• **Task brief**:
Repeat, line for line, the entries printed below.

• **Available data**:

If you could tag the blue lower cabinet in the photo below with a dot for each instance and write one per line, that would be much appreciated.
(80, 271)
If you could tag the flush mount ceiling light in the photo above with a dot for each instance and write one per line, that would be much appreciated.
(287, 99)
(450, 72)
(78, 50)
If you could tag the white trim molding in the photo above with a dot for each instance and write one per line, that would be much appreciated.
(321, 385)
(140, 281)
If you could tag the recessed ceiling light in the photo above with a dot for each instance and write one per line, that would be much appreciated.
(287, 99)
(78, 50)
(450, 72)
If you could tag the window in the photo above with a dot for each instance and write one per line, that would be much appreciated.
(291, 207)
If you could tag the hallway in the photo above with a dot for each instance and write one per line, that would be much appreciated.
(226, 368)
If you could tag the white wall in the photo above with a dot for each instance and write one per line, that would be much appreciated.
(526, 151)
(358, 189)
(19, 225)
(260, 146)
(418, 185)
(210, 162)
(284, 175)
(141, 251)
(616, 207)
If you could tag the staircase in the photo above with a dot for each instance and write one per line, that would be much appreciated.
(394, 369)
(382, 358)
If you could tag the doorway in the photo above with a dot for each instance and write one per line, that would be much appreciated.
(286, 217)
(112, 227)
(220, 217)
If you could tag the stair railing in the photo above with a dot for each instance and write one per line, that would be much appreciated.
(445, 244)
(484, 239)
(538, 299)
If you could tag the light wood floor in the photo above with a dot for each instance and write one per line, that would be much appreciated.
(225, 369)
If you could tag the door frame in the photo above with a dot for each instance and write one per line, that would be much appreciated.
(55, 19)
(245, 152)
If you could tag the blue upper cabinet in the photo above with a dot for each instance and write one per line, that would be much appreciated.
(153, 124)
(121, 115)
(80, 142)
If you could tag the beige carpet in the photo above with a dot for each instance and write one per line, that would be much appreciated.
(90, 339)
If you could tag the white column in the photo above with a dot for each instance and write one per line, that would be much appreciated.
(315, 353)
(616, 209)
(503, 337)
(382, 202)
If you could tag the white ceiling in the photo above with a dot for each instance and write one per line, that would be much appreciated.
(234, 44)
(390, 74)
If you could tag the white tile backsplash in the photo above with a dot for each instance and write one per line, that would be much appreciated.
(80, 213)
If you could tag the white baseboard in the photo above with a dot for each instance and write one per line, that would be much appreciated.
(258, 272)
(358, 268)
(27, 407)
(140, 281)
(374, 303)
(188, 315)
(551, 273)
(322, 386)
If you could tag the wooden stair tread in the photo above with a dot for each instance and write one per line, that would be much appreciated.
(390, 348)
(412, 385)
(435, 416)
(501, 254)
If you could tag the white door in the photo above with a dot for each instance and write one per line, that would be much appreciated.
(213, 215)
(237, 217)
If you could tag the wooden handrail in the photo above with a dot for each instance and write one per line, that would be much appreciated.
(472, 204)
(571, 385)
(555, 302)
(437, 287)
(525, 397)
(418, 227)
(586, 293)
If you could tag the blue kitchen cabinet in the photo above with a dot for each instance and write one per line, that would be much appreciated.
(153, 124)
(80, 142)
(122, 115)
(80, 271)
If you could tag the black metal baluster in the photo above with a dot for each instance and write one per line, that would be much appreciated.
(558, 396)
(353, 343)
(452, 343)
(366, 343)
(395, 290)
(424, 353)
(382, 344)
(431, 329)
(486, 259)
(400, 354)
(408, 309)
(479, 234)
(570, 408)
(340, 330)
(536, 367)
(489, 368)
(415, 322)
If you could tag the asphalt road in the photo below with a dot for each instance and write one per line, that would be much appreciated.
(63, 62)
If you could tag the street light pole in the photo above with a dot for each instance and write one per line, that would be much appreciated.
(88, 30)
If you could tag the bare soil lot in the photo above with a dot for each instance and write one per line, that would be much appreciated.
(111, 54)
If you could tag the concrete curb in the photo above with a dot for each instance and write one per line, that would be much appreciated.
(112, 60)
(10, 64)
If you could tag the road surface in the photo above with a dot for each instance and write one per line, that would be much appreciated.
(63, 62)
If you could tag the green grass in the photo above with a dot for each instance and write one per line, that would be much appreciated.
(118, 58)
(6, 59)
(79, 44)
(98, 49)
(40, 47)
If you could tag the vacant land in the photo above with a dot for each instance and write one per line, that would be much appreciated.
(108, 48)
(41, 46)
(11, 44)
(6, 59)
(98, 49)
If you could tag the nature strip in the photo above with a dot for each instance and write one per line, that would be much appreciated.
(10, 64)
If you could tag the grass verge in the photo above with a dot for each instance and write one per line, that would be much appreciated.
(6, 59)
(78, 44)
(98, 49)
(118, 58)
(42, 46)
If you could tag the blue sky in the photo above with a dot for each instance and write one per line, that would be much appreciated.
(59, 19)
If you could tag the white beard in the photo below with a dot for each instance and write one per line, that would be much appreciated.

• **Completed exercise**:
If you could tag the blue lower cabinet in the photo below with a dot for each instance and write one per line, that would be much appreciated.
(80, 271)
If you could tag the flush mount ceiling light in the photo above with a dot for each instance and write one per line, that would be much appreciated.
(287, 99)
(450, 72)
(78, 50)
If you could tag the white trim molding in the photo above with a dot for each instance and write one per line, that would be much appreciated.
(321, 385)
(140, 281)
If you could tag the recessed ceiling light in the photo above with a dot for each instance and write one per line, that would be much appreciated.
(287, 99)
(78, 50)
(450, 72)
If you could tag the window in the photo above with a dot for each instance and write one per line, that would be much appreciated.
(291, 207)
If you could tag the hallway in the photo above with a dot for each instance and write one per line, that would be much appreciated.
(226, 368)
If you could tag the white wall in the photo above with a dot for each instance and write one per line, that would be much appreciated.
(526, 151)
(358, 189)
(19, 225)
(260, 146)
(418, 185)
(210, 162)
(284, 175)
(141, 251)
(616, 207)
If you could tag the staircase in the photo above with a dot for each instance and write one per line, that would be much appreciated.
(394, 369)
(382, 358)
If you could tag the doorway in the photo above with a dot for each instance and write one per line, that would be much appreciated.
(286, 217)
(112, 227)
(220, 217)
If you could tag the stair railing in the photo above with a dot for each instance and write one per line, that would be much appreciated.
(445, 244)
(484, 239)
(538, 299)
If you could tag the light wood floor in the photo above with a dot for each instance and write one per line, that would be much appreciated.
(225, 369)
If you could tag the door frame in the photo above with a dot for each instance and write one per line, that would be much appreciated.
(55, 19)
(245, 152)
If you could tag the blue upper cabinet in the photo above with a dot for each instance and write one per line, that would be much appreciated.
(153, 124)
(121, 115)
(80, 142)
If you could tag the beige carpet in the photo above with a dot for each instance and write one per line, that would be much appreciated.
(90, 339)
If you could tag the white column in the photo above with a dot for each instance and write one per line, that would be much appreciated.
(315, 353)
(616, 209)
(503, 337)
(382, 202)
If you could tag the white ceiling in the photo above with a dot for each instance and write one per line, that would be much appreciated.
(234, 44)
(390, 74)
If you could tag the white tile backsplash in the photo above with a dot for each instance and write one per line, that would be much appreciated.
(80, 213)
If you could tag the white baseboard in the photo above with a dot for each instance and write one per line, that would be much appreciated.
(258, 272)
(358, 268)
(27, 407)
(140, 281)
(374, 303)
(188, 315)
(551, 273)
(322, 386)
If you could tag the wooden stair tread in the photo above with a dot for each instance and write one per line, that would be much appreciated.
(390, 348)
(412, 385)
(435, 416)
(501, 254)
If you could tag the white door in the photo above with a dot for each instance and write one per line, that would be much appreciated.
(213, 215)
(237, 217)
If you could tag the wooden handrail in the photo above with a dot for each instance and write one per line, that would be much appreciated.
(472, 204)
(571, 385)
(555, 302)
(437, 287)
(525, 397)
(418, 227)
(586, 293)
If you could tag the blue kitchen cabinet in the photo above with a dot for each instance and write one per line, that would be much appreciated.
(153, 124)
(80, 142)
(122, 115)
(80, 271)
If you could tag the black metal baluster in the photo above with a dot for each instance and write one per line, that would be much appreciated.
(558, 396)
(353, 343)
(452, 343)
(366, 343)
(395, 290)
(424, 353)
(382, 344)
(431, 329)
(486, 259)
(400, 354)
(408, 309)
(479, 234)
(570, 408)
(340, 330)
(536, 367)
(489, 368)
(415, 322)
If you could tag the asphalt road in the photo below with a dot for each instance and write one per line, that would be much appreciated.
(63, 62)
If you could tag the street light pole in the photo above with a dot for each instance and write one per line, that would be much appreciated.
(88, 30)
If you could tag the bare soil lot in the photo above with a dot for each instance and write one per line, that would be much appreciated.
(111, 54)
If you could tag the concrete curb in the photo above with a dot for each instance and write one per line, that would be much appreciated.
(112, 60)
(10, 64)
If you could tag the road surface in the photo above with a dot for each instance and write one per line, that would be much appreciated.
(63, 62)
If you could tag the green grass in the photo above with a dot for each instance and write one per line, that would be much appreciated.
(118, 58)
(6, 59)
(79, 44)
(98, 49)
(40, 47)
If you could tag the vacant land in the photo above with a dot for each instance and write one per line, that would be much appreciated.
(108, 48)
(41, 46)
(11, 44)
(6, 59)
(98, 49)
If you could tag the nature strip in the photo above with a dot for each instance and write one per line, that would be much appreciated.
(10, 64)
If you could tag the grass verge in the photo above with a dot for each instance and write one per line, that would be much appreciated.
(6, 59)
(78, 44)
(98, 49)
(118, 58)
(42, 46)
If you could tag the blue sky in the photo above with a dot for each instance and write one per line, that would be much appreciated.
(59, 19)
If you could tag the white beard in the photo below with a dot for each instance and write one per line, that would be much appreciated.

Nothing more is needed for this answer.